* **Goal**: From the forum thread on overclocking, reproduce word for word the part that begins with the words "any overclock that's" and ends with "So same draw.".

* **Document excerpt**:
+-------+

To those of you that have overclocked do you mind answering one or all questions for me?

To those of you that have overclocked do you mind answering one or all questions for me?

1. What device did you OC?
2. By how much did you OC?
3. How has it affected power draw? Both at idle and at full load?
4. Same question but with temperatures
5. Do you find it worth it?

1. 4690k
2. Now running at 4.5Ghz
3. Desktop and I don't pay the power bill so I don't care
4. Below 80 degrees at load
5. Yes, even just for peace of mind that when waiting around for some CPU intensive process to finish there's nothing I could do to make it faster.

>What device did you OC?
Every CPU I've owned for quite a long time, and most of the graphics cards
>By how much did you OC?
Varies drastically. From 10% to 50%.
>How has it affected power draw? Both at idle and at full load?
It always goes up. Generally the difference is negligible at idle and only noticeable at load.
>Same question but with temperatures
Same answer.
>Do you find it worth it?
Yes. If you don't like doing it as a hobby, though, then you should quit doing it since the gains are no longer large enough to be noticeable without benchmarks. It also doesn't save you money like it once did. If you do like doing it as a hobby though, there's no reason why you shouldn't.

My mobo has the ability to auto-OC my CPU but from my understanding it's typically more conservative. Should I just let my mobo do it for stability or is it worth doing trial and error?

any overclock that's too small to need manual stability testing is too small to bother doing, even if it's just "push the button"

>To those of you that have overclocked do you mind answering one or all questions for me?

>1. What device did you OC?
Cpu and gpu. I7-6709k/989ti classified
>2. By how much did you OC?
Stock boost on i7 was 4.2ghz. I got up to 4.7ghz boost on all cores at stock voltage. 980ti is up +750mhz on memory and hits 1550mhz core under boost. Up from 1420mhz stock.
>3. How has it affected power draw? Both at idle and at full
The cpu still dials down to under 700mjz during idle, and even overclocked, I'm still at stock voltage. So same draw.

The card uses maybe an additional 15w under full load? Only using +50mv
>load?
>4. Same question but with temperatures
Less than 1C in the card. Unchanged on cpu.
>5. Do you find it worth it?
Yes.

Alright so does that entail I crank up the clock rate some amount and test using the computer for crashing. If it doesn't crash crank it up if it does crank it down?

>i7 870
>2.93 to 4.17ghz
>not sure about idle, but power draw has gone up from 95w to over 200w
>temps have gone up a lot, needed a beefy cooler to keep it below 80 degrees.
>not quite sure how to answer this one, it wasn't bottlenecking at the time I did it. I only did it out of curiosity, to see how hard I could push this chip.

If I hadn't yet though, it would probably be worth it to overclock it now though, 7 years is a nice long life for any computer part.

>fx 6300
>50 dollar mobo
>4.3ghz
>had to turn up voltage a good bit in biosnto be stable, will not handle 4.4ghz
>runs hotter but with a shitty air color it never gets hot
It made a big difference, had to do it take make gta5 playable.

I have overclocked my gtx 970 a lot but its binned like shit and crashes in cs go so i stopped

For a CPU you want to run Prime95 (as many threads as you have cores, hyperthreading included) for 24 hours at a given speed and voltage. If it reports no errors then it's stable. If it reports any errors at all it is not.

+-------+

* **Records**:
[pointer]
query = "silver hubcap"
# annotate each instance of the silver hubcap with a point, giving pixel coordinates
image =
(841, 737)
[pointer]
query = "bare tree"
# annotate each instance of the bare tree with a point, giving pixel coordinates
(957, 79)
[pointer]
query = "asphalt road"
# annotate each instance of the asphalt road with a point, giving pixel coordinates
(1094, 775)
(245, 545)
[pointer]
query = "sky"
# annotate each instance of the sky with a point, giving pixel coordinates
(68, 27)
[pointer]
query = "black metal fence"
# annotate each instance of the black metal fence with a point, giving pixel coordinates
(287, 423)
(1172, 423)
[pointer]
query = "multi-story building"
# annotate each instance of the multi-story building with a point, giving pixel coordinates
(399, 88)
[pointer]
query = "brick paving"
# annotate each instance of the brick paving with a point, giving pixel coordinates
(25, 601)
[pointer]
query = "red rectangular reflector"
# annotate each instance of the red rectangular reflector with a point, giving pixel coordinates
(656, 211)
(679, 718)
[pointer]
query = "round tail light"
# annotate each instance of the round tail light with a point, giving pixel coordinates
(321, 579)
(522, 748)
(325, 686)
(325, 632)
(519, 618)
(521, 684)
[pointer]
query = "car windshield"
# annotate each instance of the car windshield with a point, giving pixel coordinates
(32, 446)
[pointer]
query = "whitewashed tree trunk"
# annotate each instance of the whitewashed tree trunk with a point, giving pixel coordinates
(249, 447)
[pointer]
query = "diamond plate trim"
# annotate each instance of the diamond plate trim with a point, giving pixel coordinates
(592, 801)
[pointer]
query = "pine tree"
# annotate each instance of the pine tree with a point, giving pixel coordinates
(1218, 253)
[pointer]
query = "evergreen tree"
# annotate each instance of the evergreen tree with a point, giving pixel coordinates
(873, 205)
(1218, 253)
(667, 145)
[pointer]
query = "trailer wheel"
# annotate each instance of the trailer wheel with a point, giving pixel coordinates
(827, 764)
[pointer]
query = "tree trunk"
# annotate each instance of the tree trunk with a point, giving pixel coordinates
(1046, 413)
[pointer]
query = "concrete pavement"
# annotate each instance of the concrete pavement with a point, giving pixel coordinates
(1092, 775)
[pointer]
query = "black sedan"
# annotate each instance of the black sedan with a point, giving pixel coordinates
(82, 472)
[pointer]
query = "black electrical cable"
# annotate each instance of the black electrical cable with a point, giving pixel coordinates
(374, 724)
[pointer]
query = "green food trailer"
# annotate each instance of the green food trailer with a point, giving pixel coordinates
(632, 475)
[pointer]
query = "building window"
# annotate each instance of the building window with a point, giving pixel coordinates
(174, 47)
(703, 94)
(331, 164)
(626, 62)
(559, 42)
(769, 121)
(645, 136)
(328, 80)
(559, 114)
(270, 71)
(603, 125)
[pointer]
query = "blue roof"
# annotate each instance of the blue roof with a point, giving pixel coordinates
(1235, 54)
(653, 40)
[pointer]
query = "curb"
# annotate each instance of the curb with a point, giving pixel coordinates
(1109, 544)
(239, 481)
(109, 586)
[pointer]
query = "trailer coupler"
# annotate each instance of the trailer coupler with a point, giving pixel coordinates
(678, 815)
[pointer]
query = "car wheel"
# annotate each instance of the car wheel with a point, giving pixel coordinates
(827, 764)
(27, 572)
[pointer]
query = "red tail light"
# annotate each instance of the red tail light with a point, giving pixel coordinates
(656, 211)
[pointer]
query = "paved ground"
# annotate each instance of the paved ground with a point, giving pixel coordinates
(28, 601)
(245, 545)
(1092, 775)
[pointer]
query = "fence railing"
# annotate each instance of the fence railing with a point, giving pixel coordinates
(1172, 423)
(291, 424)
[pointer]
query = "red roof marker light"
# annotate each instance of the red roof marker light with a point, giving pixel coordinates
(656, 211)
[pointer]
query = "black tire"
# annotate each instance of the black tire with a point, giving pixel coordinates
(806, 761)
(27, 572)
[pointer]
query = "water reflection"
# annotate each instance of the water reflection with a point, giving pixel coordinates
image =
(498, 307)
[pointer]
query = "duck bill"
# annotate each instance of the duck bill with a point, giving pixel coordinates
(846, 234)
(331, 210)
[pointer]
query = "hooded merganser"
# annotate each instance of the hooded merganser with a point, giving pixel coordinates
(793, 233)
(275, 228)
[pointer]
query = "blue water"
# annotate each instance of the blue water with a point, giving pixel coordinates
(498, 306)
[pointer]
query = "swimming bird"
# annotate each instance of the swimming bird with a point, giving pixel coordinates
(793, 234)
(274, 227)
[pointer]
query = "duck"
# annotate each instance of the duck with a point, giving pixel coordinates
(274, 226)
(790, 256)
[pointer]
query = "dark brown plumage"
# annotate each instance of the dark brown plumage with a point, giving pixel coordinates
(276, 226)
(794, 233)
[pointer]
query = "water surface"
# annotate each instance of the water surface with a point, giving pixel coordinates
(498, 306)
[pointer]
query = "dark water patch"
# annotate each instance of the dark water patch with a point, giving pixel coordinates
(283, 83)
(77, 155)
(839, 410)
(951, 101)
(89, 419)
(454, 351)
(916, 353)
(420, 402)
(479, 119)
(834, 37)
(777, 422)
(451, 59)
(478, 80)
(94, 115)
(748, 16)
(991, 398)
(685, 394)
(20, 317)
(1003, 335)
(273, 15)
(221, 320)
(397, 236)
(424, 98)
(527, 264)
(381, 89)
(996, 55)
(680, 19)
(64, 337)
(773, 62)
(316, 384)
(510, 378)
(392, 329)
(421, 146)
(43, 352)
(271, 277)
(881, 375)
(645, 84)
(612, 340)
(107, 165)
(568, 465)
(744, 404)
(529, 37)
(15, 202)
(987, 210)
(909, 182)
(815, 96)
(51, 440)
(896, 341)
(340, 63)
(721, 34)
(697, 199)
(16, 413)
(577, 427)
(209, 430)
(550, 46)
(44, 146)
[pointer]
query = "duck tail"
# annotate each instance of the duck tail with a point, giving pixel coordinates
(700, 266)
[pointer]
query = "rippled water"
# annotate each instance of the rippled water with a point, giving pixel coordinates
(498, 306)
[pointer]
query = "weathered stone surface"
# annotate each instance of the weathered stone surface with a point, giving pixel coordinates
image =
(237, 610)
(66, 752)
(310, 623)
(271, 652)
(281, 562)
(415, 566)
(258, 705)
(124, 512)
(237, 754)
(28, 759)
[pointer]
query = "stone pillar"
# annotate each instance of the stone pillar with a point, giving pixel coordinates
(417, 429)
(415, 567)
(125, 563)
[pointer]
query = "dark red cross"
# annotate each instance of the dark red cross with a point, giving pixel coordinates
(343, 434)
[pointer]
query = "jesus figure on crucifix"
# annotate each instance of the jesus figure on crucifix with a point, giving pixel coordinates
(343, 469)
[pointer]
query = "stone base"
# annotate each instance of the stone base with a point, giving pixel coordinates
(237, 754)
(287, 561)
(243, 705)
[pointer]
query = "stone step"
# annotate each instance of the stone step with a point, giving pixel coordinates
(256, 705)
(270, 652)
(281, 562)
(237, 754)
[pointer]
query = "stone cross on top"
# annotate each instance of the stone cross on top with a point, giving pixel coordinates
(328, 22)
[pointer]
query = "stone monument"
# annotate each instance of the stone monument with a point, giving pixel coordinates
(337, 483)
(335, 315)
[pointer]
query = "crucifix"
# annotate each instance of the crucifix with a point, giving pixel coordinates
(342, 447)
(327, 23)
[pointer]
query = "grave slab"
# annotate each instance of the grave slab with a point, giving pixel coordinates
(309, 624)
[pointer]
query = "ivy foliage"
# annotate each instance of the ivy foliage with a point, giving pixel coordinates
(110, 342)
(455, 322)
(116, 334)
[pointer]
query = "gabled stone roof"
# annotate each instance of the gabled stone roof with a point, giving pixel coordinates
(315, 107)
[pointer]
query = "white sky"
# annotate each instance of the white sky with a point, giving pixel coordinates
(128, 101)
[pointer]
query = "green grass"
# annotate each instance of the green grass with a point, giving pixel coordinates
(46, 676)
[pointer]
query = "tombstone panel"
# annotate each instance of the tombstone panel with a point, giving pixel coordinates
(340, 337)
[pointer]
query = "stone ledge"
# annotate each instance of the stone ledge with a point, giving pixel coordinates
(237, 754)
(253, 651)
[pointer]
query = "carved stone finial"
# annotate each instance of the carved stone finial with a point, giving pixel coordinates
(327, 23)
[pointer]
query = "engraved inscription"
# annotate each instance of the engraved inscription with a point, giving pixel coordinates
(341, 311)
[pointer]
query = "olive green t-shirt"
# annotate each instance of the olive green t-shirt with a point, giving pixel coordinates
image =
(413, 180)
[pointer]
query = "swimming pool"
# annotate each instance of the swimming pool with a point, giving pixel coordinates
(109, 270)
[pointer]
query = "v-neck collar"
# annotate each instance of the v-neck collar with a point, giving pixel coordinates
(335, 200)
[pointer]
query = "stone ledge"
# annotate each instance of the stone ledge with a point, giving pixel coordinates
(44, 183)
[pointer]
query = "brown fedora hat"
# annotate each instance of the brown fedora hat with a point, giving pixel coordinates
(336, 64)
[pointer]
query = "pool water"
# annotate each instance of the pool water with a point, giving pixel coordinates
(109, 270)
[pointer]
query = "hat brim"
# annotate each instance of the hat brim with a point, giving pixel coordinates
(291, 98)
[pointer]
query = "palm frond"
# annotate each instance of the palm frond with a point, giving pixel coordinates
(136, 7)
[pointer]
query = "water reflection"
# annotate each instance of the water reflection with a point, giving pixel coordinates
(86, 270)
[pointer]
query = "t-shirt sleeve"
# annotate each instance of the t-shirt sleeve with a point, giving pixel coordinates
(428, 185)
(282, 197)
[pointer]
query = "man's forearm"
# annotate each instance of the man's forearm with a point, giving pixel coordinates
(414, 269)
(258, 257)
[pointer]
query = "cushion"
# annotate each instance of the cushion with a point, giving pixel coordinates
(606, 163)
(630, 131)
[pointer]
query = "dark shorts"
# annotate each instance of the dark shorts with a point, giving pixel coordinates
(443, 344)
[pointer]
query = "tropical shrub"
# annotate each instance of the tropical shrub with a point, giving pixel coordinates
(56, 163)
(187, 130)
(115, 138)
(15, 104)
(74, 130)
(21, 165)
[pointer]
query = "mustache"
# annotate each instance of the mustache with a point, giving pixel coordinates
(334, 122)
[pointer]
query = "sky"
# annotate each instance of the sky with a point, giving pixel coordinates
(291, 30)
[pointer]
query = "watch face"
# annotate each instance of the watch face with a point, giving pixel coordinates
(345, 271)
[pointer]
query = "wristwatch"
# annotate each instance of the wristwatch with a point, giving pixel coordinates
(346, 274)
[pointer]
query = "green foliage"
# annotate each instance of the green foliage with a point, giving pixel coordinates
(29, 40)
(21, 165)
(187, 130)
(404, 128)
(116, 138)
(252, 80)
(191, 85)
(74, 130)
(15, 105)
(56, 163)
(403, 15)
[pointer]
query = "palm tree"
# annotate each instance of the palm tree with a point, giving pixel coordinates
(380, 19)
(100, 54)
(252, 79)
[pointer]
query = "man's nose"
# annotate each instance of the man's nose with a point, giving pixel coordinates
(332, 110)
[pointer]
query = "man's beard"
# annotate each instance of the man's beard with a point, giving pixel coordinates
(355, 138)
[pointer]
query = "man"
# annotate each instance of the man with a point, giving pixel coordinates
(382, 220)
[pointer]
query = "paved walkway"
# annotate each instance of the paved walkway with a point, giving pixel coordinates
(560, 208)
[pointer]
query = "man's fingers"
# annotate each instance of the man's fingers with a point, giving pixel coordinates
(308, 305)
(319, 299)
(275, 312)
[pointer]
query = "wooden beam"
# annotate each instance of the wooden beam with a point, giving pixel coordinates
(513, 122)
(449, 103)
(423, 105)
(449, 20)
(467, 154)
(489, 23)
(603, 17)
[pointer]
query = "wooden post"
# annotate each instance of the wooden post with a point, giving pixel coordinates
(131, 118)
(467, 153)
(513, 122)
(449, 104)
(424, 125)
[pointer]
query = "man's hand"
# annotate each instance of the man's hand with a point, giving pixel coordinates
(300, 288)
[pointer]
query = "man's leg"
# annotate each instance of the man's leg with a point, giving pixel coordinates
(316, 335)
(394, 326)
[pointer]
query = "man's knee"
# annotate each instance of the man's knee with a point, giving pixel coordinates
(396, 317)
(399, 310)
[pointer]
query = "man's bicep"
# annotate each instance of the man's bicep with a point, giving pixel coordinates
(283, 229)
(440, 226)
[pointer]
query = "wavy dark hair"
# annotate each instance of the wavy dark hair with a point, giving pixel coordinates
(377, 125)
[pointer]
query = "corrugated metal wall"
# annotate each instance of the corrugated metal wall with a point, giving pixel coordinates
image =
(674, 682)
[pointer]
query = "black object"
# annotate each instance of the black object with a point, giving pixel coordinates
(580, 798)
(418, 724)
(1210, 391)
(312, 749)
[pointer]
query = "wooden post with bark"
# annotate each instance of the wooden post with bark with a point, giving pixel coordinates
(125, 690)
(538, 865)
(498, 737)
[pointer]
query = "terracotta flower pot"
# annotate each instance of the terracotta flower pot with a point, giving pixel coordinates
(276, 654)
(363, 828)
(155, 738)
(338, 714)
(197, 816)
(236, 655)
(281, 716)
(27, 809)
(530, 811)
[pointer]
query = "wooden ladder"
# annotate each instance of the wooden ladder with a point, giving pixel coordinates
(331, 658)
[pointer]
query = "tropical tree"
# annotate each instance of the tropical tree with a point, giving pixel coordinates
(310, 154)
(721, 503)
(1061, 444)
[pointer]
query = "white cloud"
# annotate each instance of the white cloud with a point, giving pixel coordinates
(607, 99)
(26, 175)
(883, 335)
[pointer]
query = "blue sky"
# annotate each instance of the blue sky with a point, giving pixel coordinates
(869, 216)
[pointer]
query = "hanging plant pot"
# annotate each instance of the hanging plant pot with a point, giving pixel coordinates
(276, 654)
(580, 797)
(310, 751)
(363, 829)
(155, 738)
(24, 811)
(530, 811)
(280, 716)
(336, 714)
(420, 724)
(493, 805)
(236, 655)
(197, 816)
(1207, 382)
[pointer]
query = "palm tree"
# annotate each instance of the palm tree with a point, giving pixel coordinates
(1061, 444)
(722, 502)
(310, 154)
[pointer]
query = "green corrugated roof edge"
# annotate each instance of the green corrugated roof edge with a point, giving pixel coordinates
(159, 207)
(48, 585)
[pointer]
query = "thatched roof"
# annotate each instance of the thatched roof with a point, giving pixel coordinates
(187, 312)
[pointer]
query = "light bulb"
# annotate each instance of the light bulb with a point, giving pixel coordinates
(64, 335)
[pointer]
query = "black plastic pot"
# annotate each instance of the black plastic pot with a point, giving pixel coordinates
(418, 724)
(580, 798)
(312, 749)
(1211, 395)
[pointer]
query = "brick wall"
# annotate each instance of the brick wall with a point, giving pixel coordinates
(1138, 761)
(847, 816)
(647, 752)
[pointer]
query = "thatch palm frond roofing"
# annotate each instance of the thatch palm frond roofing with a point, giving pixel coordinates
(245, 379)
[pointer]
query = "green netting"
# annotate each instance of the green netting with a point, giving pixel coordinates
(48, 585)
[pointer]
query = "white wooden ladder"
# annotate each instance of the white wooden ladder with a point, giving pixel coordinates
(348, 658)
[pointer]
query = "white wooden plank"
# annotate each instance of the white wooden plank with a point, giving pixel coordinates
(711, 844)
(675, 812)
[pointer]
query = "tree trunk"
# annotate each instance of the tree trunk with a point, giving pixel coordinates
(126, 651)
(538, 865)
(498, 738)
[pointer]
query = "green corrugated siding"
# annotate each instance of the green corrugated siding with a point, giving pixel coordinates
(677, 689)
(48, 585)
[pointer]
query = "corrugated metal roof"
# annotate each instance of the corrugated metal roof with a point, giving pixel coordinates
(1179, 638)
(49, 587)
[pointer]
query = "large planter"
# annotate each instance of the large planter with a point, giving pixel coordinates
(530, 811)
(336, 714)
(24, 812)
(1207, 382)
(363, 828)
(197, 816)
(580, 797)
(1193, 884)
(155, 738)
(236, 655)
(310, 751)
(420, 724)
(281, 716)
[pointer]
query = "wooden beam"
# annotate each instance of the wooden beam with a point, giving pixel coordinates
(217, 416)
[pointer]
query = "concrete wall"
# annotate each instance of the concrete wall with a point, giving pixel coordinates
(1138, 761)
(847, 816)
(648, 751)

+-------+

* **Answer for this exercise**:
any overclock that's too small to need manual stability testing is too small to bother doing, even if it's just "push the button"

>To those of you that have overclocked do you mind answering one or all questions for me?

>1. What device did you OC?
Cpu and gpu. I7-6709k/989ti classified
>2. By how much did you OC?
Stock boost on i7 was 4.2ghz. I got up to 4.7ghz boost on all cores at stock voltage. 980ti is up +750mhz on memory and hits 1550mhz core under boost. Up from 1420mhz stock.
>3. How has it affected power draw? Both at idle and at full
The cpu still dials down to under 700mjz during idle, and even overclocked, I'm still at stock voltage. So same draw.